Saved data entries:
┌──

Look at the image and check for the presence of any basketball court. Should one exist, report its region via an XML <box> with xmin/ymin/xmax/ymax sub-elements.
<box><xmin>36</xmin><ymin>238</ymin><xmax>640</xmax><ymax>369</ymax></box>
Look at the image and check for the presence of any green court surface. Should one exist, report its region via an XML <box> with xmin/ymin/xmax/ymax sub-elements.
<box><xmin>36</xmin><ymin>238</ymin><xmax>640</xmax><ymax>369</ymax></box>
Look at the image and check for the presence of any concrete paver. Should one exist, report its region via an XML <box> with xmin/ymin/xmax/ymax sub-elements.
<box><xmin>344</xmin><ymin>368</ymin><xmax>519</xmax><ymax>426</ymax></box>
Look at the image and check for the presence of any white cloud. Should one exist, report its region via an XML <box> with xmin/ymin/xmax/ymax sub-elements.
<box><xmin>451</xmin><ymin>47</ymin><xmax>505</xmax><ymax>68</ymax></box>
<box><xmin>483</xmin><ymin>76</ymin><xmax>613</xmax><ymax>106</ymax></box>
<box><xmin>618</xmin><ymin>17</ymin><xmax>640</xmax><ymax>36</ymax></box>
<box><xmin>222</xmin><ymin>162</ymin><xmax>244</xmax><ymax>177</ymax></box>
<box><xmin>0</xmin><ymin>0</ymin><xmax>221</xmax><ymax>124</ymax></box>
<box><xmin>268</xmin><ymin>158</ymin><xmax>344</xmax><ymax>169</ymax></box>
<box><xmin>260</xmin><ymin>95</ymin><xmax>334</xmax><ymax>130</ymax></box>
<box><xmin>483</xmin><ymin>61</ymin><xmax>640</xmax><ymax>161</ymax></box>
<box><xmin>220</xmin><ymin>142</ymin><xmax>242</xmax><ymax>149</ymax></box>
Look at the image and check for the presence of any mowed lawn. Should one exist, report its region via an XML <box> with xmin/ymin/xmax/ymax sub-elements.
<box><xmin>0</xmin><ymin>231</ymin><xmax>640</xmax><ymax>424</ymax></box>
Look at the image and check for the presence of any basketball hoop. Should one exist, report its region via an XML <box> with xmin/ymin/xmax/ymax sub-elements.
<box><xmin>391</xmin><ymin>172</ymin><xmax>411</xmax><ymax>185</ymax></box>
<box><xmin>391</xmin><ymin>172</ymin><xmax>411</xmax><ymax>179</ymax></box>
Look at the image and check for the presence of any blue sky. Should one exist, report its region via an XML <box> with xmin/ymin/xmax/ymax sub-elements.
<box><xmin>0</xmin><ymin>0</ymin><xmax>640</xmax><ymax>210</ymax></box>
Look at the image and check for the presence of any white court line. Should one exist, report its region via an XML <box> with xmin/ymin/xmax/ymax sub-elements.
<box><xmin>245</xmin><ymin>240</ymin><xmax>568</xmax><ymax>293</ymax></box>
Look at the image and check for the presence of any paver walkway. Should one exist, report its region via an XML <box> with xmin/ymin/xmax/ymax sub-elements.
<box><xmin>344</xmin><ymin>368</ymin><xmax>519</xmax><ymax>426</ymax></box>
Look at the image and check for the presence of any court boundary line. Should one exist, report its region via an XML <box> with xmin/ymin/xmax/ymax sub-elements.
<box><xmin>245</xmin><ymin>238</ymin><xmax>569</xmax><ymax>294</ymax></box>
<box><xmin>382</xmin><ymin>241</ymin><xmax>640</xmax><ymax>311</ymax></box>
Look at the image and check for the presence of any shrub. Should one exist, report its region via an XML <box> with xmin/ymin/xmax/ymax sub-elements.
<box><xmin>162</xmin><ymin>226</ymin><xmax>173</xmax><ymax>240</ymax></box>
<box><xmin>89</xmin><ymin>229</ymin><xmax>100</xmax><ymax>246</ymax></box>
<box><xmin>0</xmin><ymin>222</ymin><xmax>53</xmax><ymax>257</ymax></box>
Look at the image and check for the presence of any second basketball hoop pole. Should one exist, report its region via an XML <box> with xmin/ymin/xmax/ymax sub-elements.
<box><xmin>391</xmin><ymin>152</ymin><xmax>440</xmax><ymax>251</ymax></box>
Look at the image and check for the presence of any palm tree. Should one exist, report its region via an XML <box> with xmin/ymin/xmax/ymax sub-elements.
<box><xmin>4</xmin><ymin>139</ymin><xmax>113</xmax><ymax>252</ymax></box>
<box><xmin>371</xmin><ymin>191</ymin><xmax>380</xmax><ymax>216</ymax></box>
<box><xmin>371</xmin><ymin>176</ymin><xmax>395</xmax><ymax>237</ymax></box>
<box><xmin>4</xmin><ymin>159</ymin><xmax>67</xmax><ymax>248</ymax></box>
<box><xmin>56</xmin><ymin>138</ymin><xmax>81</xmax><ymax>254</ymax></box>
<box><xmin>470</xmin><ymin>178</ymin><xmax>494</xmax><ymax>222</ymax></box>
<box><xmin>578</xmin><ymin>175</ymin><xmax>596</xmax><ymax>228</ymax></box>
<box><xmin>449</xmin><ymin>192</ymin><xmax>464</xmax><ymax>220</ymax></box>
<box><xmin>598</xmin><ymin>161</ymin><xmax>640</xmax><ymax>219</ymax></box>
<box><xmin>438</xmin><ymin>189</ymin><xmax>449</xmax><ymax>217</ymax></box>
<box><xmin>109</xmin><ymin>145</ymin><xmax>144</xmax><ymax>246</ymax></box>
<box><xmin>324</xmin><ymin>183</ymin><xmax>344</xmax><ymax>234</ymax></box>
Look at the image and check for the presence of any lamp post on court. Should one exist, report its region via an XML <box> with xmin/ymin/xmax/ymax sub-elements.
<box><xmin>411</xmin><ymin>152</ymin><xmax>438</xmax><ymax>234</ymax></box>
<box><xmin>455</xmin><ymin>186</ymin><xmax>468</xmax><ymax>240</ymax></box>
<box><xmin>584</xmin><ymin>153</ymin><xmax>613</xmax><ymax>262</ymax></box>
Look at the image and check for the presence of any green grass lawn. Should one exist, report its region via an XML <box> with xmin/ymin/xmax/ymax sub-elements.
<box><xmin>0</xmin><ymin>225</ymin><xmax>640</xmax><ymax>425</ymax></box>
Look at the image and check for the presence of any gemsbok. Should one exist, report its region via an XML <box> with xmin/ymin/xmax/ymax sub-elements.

└──

Write out every line exactly as it stands.

Look at the image and check for the presence of any basketball court. Should one exist, report its region via an XML <box> with xmin/ymin/xmax/ymax sub-elements.
<box><xmin>36</xmin><ymin>238</ymin><xmax>640</xmax><ymax>369</ymax></box>
Look at the image and check for the presence of any green court surface. Should one exist, report its region via an XML <box> with xmin/ymin/xmax/ymax sub-elements.
<box><xmin>36</xmin><ymin>238</ymin><xmax>640</xmax><ymax>369</ymax></box>
Look at the image and check for the presence of any concrete paver. Should one exist, report its region via an XML <box> with xmin/ymin/xmax/ymax sub-elements.
<box><xmin>344</xmin><ymin>368</ymin><xmax>519</xmax><ymax>426</ymax></box>
Look at the image and check for the presence of any white cloud. Should one exist, report its region via an XML <box> with xmin/ymin/xmax/ymax sub-elements.
<box><xmin>451</xmin><ymin>47</ymin><xmax>505</xmax><ymax>68</ymax></box>
<box><xmin>483</xmin><ymin>76</ymin><xmax>613</xmax><ymax>106</ymax></box>
<box><xmin>618</xmin><ymin>17</ymin><xmax>640</xmax><ymax>36</ymax></box>
<box><xmin>222</xmin><ymin>162</ymin><xmax>244</xmax><ymax>177</ymax></box>
<box><xmin>0</xmin><ymin>0</ymin><xmax>221</xmax><ymax>124</ymax></box>
<box><xmin>268</xmin><ymin>158</ymin><xmax>344</xmax><ymax>169</ymax></box>
<box><xmin>260</xmin><ymin>95</ymin><xmax>334</xmax><ymax>130</ymax></box>
<box><xmin>483</xmin><ymin>61</ymin><xmax>640</xmax><ymax>161</ymax></box>
<box><xmin>220</xmin><ymin>142</ymin><xmax>242</xmax><ymax>149</ymax></box>
Look at the image and check for the presence of any mowed lawn. Should one exist, report its region via an XML <box> with xmin/ymin/xmax/ymax sub-elements.
<box><xmin>0</xmin><ymin>231</ymin><xmax>640</xmax><ymax>424</ymax></box>
Look at the image and check for the presence of any basketball hoop. Should one exist, report its region via an XML <box> with xmin/ymin/xmax/ymax sub-elements.
<box><xmin>391</xmin><ymin>172</ymin><xmax>411</xmax><ymax>185</ymax></box>
<box><xmin>391</xmin><ymin>172</ymin><xmax>411</xmax><ymax>179</ymax></box>
Look at the image and check for the presence of any blue sky. Should one exist, report its region via an XML <box> with xmin/ymin/xmax/ymax sub-elements.
<box><xmin>0</xmin><ymin>0</ymin><xmax>640</xmax><ymax>210</ymax></box>
Look at the image and check for the presence of any white court line. Should one exist, report its region via an XML <box> with xmin/ymin/xmax/ymax sub-elements.
<box><xmin>245</xmin><ymin>240</ymin><xmax>568</xmax><ymax>293</ymax></box>
Look at the image and check for the presence of any paver walkway. Should one exist, report its region via an XML <box> with xmin/ymin/xmax/ymax sub-elements.
<box><xmin>344</xmin><ymin>368</ymin><xmax>519</xmax><ymax>426</ymax></box>
Look at the image and check for the presence of any court boundary line. Should one exist, report its region via an XML <box> with xmin/ymin/xmax/ymax sub-elements.
<box><xmin>245</xmin><ymin>238</ymin><xmax>569</xmax><ymax>294</ymax></box>
<box><xmin>382</xmin><ymin>241</ymin><xmax>640</xmax><ymax>311</ymax></box>
Look at the image and check for the presence of any shrub. Should one exist, report its region via an XML <box> with xmin/ymin/xmax/ymax sub-elements.
<box><xmin>162</xmin><ymin>226</ymin><xmax>173</xmax><ymax>240</ymax></box>
<box><xmin>89</xmin><ymin>229</ymin><xmax>100</xmax><ymax>246</ymax></box>
<box><xmin>0</xmin><ymin>222</ymin><xmax>53</xmax><ymax>257</ymax></box>
Look at the image and check for the presence of any second basketball hoop pole. Should one exist, report its region via an XML <box> with xmin/ymin/xmax/ymax sub-elements.
<box><xmin>391</xmin><ymin>152</ymin><xmax>440</xmax><ymax>251</ymax></box>
Look at the image and check for the presence of any palm tree. Should one exist, report its region via an XML <box> with xmin/ymin/xmax/ymax sub-elements.
<box><xmin>4</xmin><ymin>139</ymin><xmax>113</xmax><ymax>252</ymax></box>
<box><xmin>371</xmin><ymin>191</ymin><xmax>380</xmax><ymax>216</ymax></box>
<box><xmin>371</xmin><ymin>176</ymin><xmax>395</xmax><ymax>237</ymax></box>
<box><xmin>4</xmin><ymin>159</ymin><xmax>67</xmax><ymax>248</ymax></box>
<box><xmin>56</xmin><ymin>138</ymin><xmax>81</xmax><ymax>254</ymax></box>
<box><xmin>470</xmin><ymin>178</ymin><xmax>494</xmax><ymax>222</ymax></box>
<box><xmin>578</xmin><ymin>175</ymin><xmax>596</xmax><ymax>228</ymax></box>
<box><xmin>449</xmin><ymin>192</ymin><xmax>464</xmax><ymax>220</ymax></box>
<box><xmin>598</xmin><ymin>161</ymin><xmax>640</xmax><ymax>219</ymax></box>
<box><xmin>438</xmin><ymin>189</ymin><xmax>449</xmax><ymax>217</ymax></box>
<box><xmin>109</xmin><ymin>145</ymin><xmax>144</xmax><ymax>246</ymax></box>
<box><xmin>324</xmin><ymin>183</ymin><xmax>344</xmax><ymax>234</ymax></box>
Look at the image and check for the presence of any lamp post on court. Should one exist, report its region via an XML <box> with xmin/ymin/xmax/ymax sub-elements.
<box><xmin>411</xmin><ymin>152</ymin><xmax>438</xmax><ymax>234</ymax></box>
<box><xmin>455</xmin><ymin>186</ymin><xmax>468</xmax><ymax>240</ymax></box>
<box><xmin>584</xmin><ymin>153</ymin><xmax>613</xmax><ymax>262</ymax></box>
Look at the image and check for the presence of any green grass lawn. Should one exist, report its region via an XML <box> with xmin/ymin/xmax/ymax sub-elements.
<box><xmin>0</xmin><ymin>225</ymin><xmax>640</xmax><ymax>425</ymax></box>
Look at the image and check for the presence of any gemsbok. Should one exist, report its region via an XML <box> with xmin/ymin/xmax/ymax sub-elements.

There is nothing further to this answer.